§ Work instruction: In the material below, find each line holding the string "plant" and copy it.

§ Records to use:
^^^^^^^^

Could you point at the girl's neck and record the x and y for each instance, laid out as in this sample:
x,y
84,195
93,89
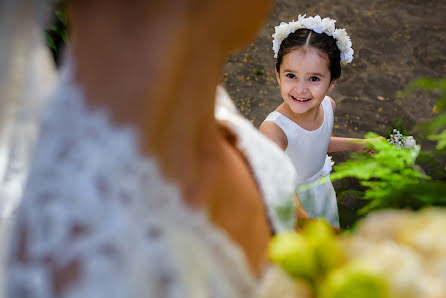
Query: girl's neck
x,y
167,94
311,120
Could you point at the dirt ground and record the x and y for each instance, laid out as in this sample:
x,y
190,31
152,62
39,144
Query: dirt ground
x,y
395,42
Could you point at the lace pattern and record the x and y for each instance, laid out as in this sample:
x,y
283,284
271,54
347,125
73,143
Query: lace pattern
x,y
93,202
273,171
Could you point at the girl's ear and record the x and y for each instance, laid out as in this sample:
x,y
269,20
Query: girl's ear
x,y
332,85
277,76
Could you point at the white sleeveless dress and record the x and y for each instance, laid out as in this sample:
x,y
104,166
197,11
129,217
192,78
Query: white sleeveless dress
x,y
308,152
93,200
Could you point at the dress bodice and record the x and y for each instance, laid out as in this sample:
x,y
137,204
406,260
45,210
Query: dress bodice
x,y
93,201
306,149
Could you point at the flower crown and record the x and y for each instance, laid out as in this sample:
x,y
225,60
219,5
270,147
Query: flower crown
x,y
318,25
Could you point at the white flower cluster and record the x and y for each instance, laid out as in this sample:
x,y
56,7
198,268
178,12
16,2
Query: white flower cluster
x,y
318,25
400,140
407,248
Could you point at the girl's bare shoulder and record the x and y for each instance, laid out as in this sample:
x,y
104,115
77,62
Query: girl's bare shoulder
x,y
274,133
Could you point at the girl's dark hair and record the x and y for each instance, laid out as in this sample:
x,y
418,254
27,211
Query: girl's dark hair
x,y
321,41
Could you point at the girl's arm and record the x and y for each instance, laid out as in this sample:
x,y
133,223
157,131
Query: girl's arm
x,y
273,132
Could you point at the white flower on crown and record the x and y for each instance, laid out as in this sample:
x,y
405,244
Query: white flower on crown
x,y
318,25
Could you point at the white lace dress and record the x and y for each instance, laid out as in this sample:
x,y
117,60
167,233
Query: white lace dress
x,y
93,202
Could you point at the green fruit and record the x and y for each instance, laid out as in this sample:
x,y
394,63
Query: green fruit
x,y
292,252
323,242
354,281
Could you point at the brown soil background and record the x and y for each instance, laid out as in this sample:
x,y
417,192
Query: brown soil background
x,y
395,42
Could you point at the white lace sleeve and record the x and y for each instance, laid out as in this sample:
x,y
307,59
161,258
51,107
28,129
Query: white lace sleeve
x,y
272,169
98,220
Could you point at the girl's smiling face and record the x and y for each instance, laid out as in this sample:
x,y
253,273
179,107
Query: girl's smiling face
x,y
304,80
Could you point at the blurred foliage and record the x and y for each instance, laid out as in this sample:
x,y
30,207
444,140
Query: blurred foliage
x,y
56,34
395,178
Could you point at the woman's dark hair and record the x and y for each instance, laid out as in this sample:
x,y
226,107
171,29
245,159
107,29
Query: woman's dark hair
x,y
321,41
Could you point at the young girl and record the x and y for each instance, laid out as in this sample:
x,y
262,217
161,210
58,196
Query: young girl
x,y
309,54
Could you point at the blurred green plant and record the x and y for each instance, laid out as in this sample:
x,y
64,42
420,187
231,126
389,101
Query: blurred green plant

^^^^^^^^

§ The completed task:
Could you point at the blurred green plant and record the x and y for each instance, laid out as in this sample:
Query: blurred green plant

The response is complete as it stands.